## begin INPUT FOR THIS TASK

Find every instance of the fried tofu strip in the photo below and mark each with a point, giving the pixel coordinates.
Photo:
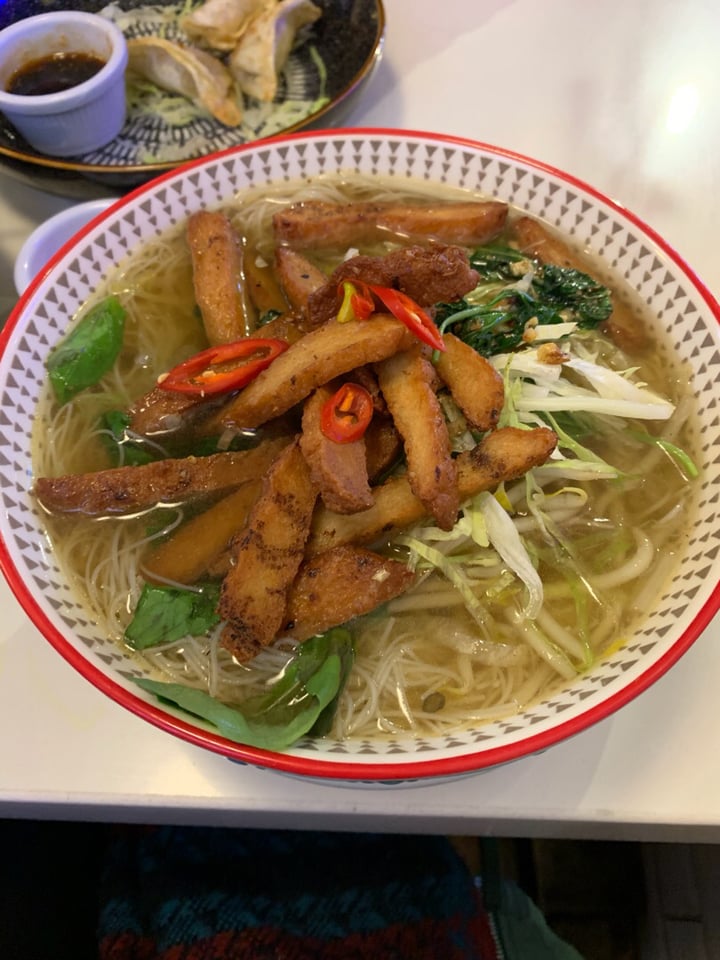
(298, 277)
(262, 285)
(267, 556)
(314, 359)
(405, 380)
(318, 224)
(621, 326)
(504, 454)
(217, 264)
(383, 446)
(124, 490)
(428, 275)
(474, 383)
(192, 550)
(161, 412)
(338, 469)
(468, 224)
(339, 585)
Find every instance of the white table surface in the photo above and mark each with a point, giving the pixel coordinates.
(623, 94)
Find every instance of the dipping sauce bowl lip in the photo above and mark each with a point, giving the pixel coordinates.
(80, 92)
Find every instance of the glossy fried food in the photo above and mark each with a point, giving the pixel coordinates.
(476, 386)
(314, 359)
(159, 412)
(120, 491)
(504, 454)
(192, 550)
(298, 277)
(338, 469)
(406, 382)
(622, 326)
(217, 265)
(266, 556)
(315, 224)
(428, 275)
(341, 584)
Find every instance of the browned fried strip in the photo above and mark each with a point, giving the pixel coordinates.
(467, 224)
(339, 585)
(474, 383)
(217, 274)
(267, 556)
(405, 380)
(504, 454)
(298, 277)
(622, 326)
(383, 446)
(318, 224)
(160, 412)
(193, 549)
(338, 469)
(124, 490)
(314, 359)
(262, 285)
(428, 275)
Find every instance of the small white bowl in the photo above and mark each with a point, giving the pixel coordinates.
(81, 118)
(46, 239)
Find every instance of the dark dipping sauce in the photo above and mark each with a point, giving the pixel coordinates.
(53, 73)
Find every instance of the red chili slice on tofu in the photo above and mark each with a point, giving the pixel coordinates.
(346, 415)
(223, 368)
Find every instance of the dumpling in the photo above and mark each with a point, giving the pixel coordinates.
(220, 23)
(265, 46)
(188, 71)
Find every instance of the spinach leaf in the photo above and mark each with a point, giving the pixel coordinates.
(165, 614)
(309, 685)
(567, 289)
(88, 351)
(493, 318)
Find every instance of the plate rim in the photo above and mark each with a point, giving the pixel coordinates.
(157, 168)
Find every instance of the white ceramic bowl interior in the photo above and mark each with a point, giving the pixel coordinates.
(81, 118)
(50, 236)
(684, 310)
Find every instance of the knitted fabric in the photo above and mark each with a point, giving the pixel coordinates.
(172, 893)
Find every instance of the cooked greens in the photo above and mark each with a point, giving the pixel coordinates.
(165, 614)
(518, 294)
(300, 702)
(88, 351)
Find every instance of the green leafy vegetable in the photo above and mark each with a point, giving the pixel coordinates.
(165, 614)
(516, 291)
(88, 351)
(297, 704)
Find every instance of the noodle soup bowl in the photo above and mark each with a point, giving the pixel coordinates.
(683, 312)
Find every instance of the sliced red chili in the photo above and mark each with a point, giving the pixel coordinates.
(226, 367)
(404, 308)
(357, 304)
(346, 415)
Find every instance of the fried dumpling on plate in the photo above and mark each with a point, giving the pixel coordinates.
(264, 47)
(186, 70)
(220, 23)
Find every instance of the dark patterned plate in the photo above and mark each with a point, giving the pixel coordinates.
(330, 62)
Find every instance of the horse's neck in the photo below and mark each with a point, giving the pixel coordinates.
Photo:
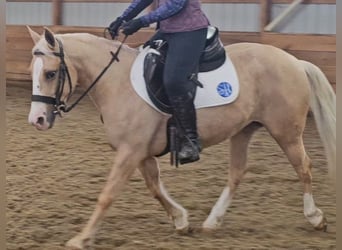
(90, 55)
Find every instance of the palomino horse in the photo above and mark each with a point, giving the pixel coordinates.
(276, 91)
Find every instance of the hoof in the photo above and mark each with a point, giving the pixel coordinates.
(323, 225)
(185, 230)
(77, 243)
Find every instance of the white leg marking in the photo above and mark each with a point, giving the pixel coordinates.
(311, 212)
(179, 214)
(215, 217)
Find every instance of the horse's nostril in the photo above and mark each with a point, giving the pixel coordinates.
(40, 120)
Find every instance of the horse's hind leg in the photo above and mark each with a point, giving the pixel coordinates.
(291, 141)
(151, 173)
(238, 167)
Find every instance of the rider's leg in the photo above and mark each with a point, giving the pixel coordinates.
(184, 51)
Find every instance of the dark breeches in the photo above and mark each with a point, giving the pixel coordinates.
(184, 52)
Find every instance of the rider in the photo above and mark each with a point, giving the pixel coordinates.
(183, 25)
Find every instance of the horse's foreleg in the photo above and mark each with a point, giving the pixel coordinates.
(122, 169)
(238, 167)
(151, 173)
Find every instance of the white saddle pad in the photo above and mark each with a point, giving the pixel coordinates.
(220, 86)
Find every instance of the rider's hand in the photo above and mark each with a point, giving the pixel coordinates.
(132, 26)
(114, 27)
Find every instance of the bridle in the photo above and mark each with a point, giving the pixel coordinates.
(59, 105)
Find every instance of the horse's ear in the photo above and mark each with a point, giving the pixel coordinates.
(49, 37)
(34, 35)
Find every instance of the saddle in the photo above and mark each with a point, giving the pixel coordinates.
(213, 56)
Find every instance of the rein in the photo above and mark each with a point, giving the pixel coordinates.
(58, 104)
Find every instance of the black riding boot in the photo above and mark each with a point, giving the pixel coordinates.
(185, 114)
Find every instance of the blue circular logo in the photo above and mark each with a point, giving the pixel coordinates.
(224, 89)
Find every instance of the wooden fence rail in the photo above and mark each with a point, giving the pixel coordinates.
(318, 49)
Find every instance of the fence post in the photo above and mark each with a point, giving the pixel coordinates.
(57, 12)
(265, 13)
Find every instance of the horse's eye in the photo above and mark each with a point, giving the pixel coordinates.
(50, 75)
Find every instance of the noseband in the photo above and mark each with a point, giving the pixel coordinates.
(56, 101)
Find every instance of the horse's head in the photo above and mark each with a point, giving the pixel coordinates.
(53, 79)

## end INPUT FOR THIS TASK

**PROBLEM TO WORK ON**
Without the pictures, extract every entry verbatim.

**SOLUTION**
Find every instance of the fried tofu strip in the photo below and mark each with a point, giving the pixel coordinates.
Photo:
(298, 277)
(262, 285)
(267, 556)
(314, 359)
(405, 380)
(318, 224)
(621, 326)
(504, 454)
(217, 264)
(383, 446)
(124, 490)
(428, 275)
(474, 383)
(192, 550)
(161, 412)
(338, 469)
(468, 224)
(339, 585)
Find every instance of the white table surface in the photo above and mark each with a point, giving the pixel coordinates.
(623, 94)
Find every instance of the dipping sauce bowl lip in the photo above and mark each with a point, giving the pixel coordinates.
(80, 92)
Find every instance of the glossy fried food in the photo above and mark each with a point, giving the pixel coordinates.
(476, 386)
(314, 359)
(159, 412)
(120, 491)
(504, 454)
(192, 550)
(298, 277)
(338, 469)
(406, 382)
(622, 326)
(217, 265)
(266, 556)
(315, 224)
(428, 275)
(341, 584)
Find every instance of the browned fried strip in the photo above and mark each with a point, giving the pixel coordinates.
(467, 224)
(339, 585)
(474, 383)
(217, 274)
(267, 556)
(405, 380)
(504, 454)
(298, 277)
(622, 326)
(383, 446)
(318, 224)
(160, 412)
(193, 549)
(338, 469)
(124, 490)
(314, 359)
(262, 285)
(428, 275)
Find every instance of the small white bowl in the photo above and mark each with a point, giving the pixel coordinates.
(81, 118)
(46, 239)
Find every instance of the dark dipping sauce in the photo above and mark each with a point, giving the pixel coordinates.
(53, 73)
Find every instance of the red chili slice on tofu in the photo above and mark each with a point, giving the pixel coordinates.
(346, 415)
(223, 368)
Find every instance of the dumpling in the photo above and mark each with a point, giving the pixel coordinates.
(220, 23)
(265, 46)
(188, 71)
Find every instance of the spinach leaf in the photo above and mark each with a point, giving the pixel coordinates.
(165, 614)
(309, 685)
(567, 289)
(88, 351)
(493, 318)
Find every instance of the plate rim in the photo above and mark each with a point, giving the pixel coordinates.
(157, 168)
Find every instance of the white ceramic bowl interior in the photo above and mark each with a point, giving the pixel coordinates.
(81, 118)
(50, 236)
(684, 310)
Find every instance of the knitted fabric in the photo above and mark each with a point, giving the pixel coordinates.
(172, 893)
Find every instance of the cooked greens in the photo above and mark each with a point, giving the pixel coordinates.
(165, 614)
(518, 294)
(300, 702)
(88, 351)
Find every instance of the green leafy vegetable in the photo above and mark each with a point, giving the pixel coordinates.
(165, 614)
(516, 291)
(88, 351)
(297, 704)
Find every instance of the noodle soup bowl in the photo above and mark each with a point, giving the pixel coordinates.
(683, 312)
Find every instance of the sliced red chili in the photo above and mark each with a point, giving the pixel coordinates.
(226, 367)
(404, 308)
(357, 304)
(346, 415)
Find every instance of the fried dumpling on plate in the photo above and mark each with a point, giving the pixel coordinates.
(264, 47)
(186, 70)
(220, 23)
Find every instance of the dark patterned plate in the photo above and mark each with a point, giving the pixel coordinates.
(330, 62)
Find every instance of the horse's neck in the photo below and mark each with a point, giving the pixel coordinates.
Photo:
(90, 55)
Find every instance of the palomino horse in the photo above and mark each with a point, giving the pixel coordinates.
(276, 91)
Find every instance of the hoof in the photo above and mark each with a point, giving the pixel coordinates.
(323, 225)
(185, 230)
(77, 243)
Find every instance of the white leg marking in the photo above and mark each with a point, giving the pixel coordinates.
(311, 212)
(179, 214)
(215, 217)
Find every instance of the horse's nostril in the photo above and mark each with a point, giving the pixel coordinates.
(40, 120)
Find every instance of the horse's hind leg in the photo above and mark each with a point, giving the pixel coordinates.
(291, 141)
(151, 173)
(238, 167)
Find every instance of the rider's leg in the photo above and mark each with a point, giving the pixel coordinates.
(184, 51)
Find every instance of the dark breeches in the photo above and mark each with a point, giving the pixel coordinates.
(184, 52)
Find every instance of the rider in the photo above and mark each with a point, giving the pixel coordinates.
(183, 25)
Find every instance of the horse's foreleg in the photo above and mark each with a point, giving the pixel coordinates.
(122, 169)
(238, 167)
(151, 173)
Find every instance of the white saddle pad in the photo above and mark each with a point, giving the pixel coordinates.
(220, 86)
Find every instance of the rider's hand in the photo above and mark each with a point, giving the pixel coordinates.
(132, 26)
(114, 27)
Find every instance of the bridle in the photo above and mark each with a point, giving the pixel coordinates.
(59, 105)
Find every instance of the horse's ear in the photo above and mark each with a point, giving the pixel coordinates.
(49, 37)
(34, 35)
Find every instance of the saddle in the photo above and mark each with a point, giving the pixel coordinates.
(213, 56)
Find every instance of the rein in the photo above and mark each with a point, giving the pixel coordinates.
(58, 104)
Find every instance of the black riding boot in the photo above and mark each with a point, giving the pixel coordinates.
(185, 114)
Find every instance of the blue circular logo in the photo above and mark each with a point, giving the pixel coordinates.
(224, 89)
Find every instance of the wooden fence rail in the photo above and mark each with a point, giving the pixel coordinates.
(318, 49)
Find every instance of the fence post in the photo above and mark each with a point, giving the pixel coordinates.
(57, 12)
(265, 13)
Find every instance of the horse's eye in the photo above and mark each with a point, giving the pixel coordinates.
(50, 75)
Find every instance of the noseband in the photo above and mark each with a point, giving the pixel coordinates.
(56, 101)
Find every instance of the horse's head in the photo above and mark each with a point, giving the pixel coordinates.
(53, 79)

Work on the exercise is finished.